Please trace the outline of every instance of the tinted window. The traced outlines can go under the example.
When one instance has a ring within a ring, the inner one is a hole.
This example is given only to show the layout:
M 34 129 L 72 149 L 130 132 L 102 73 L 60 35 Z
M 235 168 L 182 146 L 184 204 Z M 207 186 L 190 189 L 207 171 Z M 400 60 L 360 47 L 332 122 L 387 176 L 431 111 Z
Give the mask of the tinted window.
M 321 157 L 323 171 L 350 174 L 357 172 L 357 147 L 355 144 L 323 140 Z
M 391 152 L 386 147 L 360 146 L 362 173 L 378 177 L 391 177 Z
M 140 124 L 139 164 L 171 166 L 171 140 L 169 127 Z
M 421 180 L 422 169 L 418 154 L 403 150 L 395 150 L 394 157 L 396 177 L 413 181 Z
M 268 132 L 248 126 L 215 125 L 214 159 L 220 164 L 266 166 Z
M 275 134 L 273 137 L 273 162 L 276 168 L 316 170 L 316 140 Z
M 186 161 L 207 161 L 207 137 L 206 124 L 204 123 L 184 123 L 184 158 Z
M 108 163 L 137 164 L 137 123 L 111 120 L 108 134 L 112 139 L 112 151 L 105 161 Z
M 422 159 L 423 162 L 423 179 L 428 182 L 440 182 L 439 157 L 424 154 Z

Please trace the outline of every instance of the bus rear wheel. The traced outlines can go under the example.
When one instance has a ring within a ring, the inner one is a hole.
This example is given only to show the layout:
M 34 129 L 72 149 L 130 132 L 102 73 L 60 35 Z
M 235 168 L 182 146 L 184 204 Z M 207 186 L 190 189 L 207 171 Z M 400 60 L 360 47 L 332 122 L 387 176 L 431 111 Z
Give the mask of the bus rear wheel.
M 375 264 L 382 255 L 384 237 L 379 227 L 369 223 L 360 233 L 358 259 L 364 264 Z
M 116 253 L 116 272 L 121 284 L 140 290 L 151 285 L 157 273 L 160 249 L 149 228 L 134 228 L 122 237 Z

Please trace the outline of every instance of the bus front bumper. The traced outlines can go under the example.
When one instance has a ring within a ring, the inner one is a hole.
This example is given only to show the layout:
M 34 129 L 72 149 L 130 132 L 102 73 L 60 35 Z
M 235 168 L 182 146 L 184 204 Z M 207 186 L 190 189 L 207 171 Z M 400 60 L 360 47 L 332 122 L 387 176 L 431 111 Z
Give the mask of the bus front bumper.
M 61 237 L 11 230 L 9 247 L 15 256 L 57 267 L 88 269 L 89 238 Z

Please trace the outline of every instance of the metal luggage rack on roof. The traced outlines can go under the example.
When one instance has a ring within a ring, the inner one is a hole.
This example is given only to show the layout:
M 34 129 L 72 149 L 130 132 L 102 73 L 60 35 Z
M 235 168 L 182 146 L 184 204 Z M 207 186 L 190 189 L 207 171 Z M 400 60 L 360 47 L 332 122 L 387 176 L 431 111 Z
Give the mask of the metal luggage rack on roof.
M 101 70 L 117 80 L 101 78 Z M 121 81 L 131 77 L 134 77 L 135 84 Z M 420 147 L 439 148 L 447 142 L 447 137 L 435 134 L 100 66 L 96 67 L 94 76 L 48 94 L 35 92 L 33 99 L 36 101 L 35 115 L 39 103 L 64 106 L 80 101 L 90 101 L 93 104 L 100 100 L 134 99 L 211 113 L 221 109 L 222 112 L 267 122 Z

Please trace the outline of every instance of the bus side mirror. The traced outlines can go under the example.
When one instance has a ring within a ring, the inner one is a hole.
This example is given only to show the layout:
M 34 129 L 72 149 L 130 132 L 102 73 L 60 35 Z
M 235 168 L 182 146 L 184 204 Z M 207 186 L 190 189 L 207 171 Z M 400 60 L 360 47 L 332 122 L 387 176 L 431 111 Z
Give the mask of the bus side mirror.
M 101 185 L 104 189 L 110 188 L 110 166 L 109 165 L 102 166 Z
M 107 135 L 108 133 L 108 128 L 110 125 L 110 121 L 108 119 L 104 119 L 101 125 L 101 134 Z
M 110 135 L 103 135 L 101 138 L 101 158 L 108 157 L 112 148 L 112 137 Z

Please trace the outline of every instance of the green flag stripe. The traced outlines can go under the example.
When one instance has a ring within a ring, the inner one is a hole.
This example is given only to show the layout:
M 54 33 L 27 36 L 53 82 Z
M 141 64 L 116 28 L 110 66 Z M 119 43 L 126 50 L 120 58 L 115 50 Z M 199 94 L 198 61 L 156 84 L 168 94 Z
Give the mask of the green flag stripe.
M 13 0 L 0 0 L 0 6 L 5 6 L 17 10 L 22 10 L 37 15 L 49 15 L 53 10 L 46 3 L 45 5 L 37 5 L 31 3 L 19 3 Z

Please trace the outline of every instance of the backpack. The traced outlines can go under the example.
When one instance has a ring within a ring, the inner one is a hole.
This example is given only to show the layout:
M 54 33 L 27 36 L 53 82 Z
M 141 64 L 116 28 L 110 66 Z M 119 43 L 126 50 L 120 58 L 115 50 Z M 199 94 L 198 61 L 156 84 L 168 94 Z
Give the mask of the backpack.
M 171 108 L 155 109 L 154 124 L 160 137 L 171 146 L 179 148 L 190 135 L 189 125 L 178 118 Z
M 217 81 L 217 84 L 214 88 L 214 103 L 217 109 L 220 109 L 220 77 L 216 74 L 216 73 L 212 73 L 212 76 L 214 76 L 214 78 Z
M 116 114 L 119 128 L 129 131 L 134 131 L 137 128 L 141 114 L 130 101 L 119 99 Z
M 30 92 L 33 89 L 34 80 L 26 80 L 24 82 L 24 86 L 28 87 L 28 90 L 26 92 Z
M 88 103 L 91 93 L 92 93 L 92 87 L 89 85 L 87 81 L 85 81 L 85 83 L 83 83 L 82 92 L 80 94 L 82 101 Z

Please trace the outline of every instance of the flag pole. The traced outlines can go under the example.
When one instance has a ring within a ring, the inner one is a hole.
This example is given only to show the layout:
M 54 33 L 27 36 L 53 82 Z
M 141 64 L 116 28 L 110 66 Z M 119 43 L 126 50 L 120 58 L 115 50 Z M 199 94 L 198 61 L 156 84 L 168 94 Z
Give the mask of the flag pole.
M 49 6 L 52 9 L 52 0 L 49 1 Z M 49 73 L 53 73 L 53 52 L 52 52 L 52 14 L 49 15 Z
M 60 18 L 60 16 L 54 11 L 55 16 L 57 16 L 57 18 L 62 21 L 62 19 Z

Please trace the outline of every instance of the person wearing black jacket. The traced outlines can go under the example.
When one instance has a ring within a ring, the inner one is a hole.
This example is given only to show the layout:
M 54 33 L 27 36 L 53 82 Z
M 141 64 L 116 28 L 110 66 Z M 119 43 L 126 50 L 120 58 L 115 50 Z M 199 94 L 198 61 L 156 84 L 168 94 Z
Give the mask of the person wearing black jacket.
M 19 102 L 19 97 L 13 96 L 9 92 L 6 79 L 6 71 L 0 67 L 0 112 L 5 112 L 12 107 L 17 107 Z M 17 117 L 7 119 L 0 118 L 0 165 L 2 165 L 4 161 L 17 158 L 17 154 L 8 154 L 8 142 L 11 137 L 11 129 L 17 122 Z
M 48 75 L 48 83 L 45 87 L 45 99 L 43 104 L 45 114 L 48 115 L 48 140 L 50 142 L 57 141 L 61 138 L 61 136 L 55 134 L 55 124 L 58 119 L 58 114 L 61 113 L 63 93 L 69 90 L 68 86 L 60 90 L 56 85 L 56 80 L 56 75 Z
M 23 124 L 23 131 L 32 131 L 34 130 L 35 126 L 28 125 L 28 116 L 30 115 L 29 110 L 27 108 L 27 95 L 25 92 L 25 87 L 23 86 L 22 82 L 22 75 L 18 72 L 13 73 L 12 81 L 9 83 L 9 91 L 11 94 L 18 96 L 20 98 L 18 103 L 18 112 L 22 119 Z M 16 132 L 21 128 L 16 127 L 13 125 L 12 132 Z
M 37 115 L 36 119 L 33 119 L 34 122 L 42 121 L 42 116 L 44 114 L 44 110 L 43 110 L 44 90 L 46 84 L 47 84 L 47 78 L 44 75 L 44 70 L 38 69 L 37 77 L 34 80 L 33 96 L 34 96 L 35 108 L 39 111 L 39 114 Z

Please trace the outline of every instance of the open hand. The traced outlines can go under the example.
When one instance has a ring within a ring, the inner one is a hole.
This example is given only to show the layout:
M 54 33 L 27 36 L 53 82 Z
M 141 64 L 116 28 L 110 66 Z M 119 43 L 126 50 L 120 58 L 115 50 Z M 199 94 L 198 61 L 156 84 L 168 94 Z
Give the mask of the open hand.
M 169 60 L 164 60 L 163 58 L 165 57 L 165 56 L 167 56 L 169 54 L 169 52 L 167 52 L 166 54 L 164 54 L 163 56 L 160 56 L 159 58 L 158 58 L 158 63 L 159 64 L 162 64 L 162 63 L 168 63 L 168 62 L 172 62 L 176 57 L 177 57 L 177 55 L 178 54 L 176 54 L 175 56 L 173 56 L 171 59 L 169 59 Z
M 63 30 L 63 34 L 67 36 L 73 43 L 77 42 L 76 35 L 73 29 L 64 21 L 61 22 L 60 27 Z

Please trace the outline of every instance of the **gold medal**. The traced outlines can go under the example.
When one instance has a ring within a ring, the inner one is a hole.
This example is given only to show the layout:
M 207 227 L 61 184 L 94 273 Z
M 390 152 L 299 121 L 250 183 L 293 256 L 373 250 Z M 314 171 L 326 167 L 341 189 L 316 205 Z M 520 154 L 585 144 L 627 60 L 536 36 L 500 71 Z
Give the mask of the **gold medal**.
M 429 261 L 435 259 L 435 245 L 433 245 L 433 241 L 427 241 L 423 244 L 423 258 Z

### SHORT TASK
Rewrite the data from the line with "Please trace the outline of every instance of the person" up to and including the line with "M 37 115 L 36", substituting "gray coat" for "black jacket" and keeping everything else unchanged. Return only those lines.

### PROBLEM SOLUTION
Please trace the outline of every instance of the person wearing gray coat. The traced outlines can go under the example.
When one instance has a ring within a ring, the inner one is a hole.
This example is given only to show the layout:
M 54 33 L 27 36 L 53 82 Z
M 141 64 L 116 28 L 110 66 Z M 119 43 L 126 50 L 120 58 L 115 50 Z M 199 94 L 198 61 L 156 84 L 168 94 Z
Give the mask of the person wearing gray coat.
M 19 102 L 19 97 L 13 96 L 9 92 L 6 79 L 6 71 L 0 67 L 0 112 L 5 112 L 12 107 L 17 107 Z M 17 117 L 7 119 L 0 118 L 0 165 L 2 165 L 4 161 L 17 158 L 17 154 L 8 154 L 8 142 L 11 137 L 11 129 L 17 122 Z
M 48 75 L 48 83 L 45 87 L 45 99 L 43 104 L 45 114 L 48 115 L 48 140 L 50 142 L 57 141 L 61 138 L 61 136 L 55 134 L 55 124 L 58 119 L 58 114 L 61 113 L 63 93 L 69 90 L 68 86 L 60 90 L 56 85 L 56 80 L 56 75 Z
M 23 124 L 23 131 L 32 131 L 34 130 L 35 126 L 28 125 L 28 116 L 30 115 L 29 110 L 27 108 L 27 95 L 25 92 L 25 87 L 23 86 L 22 82 L 22 75 L 18 72 L 13 73 L 12 81 L 9 83 L 9 91 L 11 94 L 18 96 L 20 98 L 18 103 L 18 112 L 22 119 Z M 16 132 L 21 128 L 16 127 L 13 125 L 12 132 Z
M 37 115 L 36 119 L 33 119 L 34 122 L 42 121 L 42 116 L 44 114 L 44 110 L 43 110 L 44 90 L 46 84 L 47 84 L 47 78 L 44 75 L 44 70 L 38 69 L 37 77 L 34 80 L 33 96 L 34 96 L 35 108 L 39 111 L 39 114 Z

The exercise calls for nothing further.